Each line of the listing that contains "garage" should be found and copied.

/---

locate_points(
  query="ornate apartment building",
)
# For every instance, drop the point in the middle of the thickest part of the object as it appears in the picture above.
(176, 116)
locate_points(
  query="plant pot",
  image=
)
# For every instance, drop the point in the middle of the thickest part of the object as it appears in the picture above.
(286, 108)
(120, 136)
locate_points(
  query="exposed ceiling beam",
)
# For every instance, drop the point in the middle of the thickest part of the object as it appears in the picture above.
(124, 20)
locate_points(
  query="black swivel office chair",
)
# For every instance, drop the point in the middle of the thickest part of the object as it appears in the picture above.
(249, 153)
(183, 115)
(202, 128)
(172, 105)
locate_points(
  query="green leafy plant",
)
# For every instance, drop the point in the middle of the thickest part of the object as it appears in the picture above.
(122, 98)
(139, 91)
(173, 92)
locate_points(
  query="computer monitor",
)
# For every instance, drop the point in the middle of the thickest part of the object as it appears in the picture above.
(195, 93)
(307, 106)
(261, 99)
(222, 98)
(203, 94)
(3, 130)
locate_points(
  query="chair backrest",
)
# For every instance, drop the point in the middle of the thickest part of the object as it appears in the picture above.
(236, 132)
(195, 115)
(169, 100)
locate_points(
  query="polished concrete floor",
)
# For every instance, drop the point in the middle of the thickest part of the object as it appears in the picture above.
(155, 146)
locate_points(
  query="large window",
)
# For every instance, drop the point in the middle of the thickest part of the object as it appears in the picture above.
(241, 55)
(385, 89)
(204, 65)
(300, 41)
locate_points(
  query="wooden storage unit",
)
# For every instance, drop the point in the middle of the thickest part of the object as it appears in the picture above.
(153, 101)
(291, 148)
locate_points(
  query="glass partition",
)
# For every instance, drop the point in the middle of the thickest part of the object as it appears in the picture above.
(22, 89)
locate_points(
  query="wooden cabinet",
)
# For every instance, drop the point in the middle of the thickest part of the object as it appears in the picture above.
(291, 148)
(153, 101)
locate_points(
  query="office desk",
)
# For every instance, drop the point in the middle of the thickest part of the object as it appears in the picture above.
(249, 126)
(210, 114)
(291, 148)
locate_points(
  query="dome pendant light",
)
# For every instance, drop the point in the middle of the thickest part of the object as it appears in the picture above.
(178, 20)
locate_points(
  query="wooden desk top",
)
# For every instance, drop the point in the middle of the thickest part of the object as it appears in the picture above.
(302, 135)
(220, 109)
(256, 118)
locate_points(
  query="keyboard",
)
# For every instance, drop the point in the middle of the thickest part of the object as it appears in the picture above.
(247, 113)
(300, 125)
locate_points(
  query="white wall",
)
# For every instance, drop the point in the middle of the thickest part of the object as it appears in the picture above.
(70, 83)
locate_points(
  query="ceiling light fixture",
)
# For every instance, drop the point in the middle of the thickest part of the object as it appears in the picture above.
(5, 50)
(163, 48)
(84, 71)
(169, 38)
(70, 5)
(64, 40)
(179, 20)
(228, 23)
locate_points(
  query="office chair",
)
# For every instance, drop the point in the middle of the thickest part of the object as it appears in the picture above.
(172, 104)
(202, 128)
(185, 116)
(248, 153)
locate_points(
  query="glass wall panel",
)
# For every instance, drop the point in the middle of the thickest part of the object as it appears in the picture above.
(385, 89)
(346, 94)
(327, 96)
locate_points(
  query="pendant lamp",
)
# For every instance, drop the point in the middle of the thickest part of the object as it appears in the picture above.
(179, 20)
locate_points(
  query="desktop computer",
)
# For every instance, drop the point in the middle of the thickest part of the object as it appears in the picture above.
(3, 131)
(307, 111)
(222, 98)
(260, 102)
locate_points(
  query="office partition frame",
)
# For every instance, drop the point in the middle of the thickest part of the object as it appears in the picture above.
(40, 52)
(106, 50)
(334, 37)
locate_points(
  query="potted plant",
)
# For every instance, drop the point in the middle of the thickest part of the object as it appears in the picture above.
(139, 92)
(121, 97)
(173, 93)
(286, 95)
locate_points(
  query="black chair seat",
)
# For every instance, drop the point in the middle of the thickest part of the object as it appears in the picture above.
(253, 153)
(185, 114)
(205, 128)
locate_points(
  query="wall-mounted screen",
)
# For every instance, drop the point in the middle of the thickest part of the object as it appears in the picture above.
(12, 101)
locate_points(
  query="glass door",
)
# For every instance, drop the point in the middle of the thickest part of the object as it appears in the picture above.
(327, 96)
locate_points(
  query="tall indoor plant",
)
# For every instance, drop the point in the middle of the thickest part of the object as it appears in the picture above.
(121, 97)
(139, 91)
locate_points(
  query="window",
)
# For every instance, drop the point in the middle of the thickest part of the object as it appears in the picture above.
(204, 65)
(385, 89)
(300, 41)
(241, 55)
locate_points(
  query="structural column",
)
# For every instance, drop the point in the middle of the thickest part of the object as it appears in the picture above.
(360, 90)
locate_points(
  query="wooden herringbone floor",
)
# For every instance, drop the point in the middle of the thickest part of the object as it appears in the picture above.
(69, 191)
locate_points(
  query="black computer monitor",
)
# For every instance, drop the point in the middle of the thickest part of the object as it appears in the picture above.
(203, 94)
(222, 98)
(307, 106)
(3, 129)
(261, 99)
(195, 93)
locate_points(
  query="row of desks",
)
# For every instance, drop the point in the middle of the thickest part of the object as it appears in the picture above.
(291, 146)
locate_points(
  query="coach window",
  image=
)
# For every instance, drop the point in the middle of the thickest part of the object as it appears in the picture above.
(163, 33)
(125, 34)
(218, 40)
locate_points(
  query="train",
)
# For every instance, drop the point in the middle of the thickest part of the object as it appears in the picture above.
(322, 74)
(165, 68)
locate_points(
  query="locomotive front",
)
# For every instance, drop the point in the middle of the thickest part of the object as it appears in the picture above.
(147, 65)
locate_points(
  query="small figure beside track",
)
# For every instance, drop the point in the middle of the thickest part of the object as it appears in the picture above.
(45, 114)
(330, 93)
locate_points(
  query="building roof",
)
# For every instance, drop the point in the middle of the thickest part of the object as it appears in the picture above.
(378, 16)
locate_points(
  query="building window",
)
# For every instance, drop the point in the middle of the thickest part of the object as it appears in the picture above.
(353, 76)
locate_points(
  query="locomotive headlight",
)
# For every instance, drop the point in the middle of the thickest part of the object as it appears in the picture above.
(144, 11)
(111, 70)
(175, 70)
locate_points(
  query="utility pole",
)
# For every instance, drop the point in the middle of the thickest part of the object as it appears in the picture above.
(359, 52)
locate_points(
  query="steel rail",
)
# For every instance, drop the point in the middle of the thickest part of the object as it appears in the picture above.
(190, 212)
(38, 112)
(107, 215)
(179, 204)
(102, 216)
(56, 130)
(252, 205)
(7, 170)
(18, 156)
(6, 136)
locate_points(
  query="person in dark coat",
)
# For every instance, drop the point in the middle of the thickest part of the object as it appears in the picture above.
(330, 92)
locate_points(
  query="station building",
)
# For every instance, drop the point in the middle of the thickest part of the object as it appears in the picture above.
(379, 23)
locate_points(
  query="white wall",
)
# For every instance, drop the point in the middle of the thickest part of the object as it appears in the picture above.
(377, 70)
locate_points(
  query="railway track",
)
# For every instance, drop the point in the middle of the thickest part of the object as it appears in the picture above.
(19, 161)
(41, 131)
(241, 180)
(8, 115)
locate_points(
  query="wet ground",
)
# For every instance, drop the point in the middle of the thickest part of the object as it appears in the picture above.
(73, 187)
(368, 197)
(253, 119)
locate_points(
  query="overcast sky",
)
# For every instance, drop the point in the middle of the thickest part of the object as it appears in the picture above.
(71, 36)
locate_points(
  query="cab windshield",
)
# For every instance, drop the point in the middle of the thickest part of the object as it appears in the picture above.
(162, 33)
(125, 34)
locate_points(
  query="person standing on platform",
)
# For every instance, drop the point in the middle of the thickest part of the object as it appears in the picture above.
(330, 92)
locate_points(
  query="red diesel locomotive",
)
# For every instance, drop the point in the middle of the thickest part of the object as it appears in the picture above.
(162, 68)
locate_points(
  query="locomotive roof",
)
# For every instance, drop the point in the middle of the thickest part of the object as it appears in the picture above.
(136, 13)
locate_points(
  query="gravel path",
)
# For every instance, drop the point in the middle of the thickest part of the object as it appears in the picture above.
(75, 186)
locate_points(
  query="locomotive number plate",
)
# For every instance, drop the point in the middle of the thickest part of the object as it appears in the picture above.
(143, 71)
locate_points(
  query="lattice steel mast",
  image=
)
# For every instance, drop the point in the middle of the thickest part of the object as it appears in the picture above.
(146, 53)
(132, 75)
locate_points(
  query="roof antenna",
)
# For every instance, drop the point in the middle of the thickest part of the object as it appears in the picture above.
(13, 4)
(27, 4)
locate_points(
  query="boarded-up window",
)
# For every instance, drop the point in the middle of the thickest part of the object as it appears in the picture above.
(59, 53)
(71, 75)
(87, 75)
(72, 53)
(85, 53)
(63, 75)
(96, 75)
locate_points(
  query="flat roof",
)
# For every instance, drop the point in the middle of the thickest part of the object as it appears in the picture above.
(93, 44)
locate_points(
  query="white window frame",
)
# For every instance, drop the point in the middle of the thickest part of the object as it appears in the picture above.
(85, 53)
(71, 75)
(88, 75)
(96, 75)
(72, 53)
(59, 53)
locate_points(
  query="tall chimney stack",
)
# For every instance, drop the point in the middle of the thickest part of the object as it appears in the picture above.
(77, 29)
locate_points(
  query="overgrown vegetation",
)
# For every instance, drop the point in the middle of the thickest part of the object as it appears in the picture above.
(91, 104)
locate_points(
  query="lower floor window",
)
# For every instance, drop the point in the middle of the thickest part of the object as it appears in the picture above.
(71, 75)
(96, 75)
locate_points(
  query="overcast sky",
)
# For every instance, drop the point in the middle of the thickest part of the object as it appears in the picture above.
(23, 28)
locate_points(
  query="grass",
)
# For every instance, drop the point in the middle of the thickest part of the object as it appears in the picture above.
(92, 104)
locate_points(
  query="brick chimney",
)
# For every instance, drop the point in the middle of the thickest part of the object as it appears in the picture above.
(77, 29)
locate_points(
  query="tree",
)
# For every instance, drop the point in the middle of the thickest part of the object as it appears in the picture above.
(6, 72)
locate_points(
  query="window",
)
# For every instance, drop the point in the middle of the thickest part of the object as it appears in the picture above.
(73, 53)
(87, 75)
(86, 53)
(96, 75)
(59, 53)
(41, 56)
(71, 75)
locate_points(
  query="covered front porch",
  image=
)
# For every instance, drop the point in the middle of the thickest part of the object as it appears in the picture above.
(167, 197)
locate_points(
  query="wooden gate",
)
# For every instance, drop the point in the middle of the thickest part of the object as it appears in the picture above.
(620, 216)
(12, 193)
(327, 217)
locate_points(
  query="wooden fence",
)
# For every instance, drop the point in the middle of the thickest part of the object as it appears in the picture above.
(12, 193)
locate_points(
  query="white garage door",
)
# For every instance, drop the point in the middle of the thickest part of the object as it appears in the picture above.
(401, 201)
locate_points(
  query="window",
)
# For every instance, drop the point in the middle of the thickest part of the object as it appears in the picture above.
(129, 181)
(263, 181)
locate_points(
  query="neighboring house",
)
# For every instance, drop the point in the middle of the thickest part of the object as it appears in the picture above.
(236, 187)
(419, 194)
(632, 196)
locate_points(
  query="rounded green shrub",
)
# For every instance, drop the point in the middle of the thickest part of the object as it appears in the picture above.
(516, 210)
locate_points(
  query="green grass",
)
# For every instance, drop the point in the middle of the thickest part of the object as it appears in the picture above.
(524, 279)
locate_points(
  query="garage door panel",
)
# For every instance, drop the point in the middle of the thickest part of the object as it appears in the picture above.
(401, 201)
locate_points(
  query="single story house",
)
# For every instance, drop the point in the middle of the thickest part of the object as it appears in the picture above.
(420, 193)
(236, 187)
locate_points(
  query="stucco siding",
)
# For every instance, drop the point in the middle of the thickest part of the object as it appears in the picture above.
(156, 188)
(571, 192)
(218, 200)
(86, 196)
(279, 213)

\---

§ **COMPLETED EXERCISE**
  query="white garage door",
  query="garage door panel",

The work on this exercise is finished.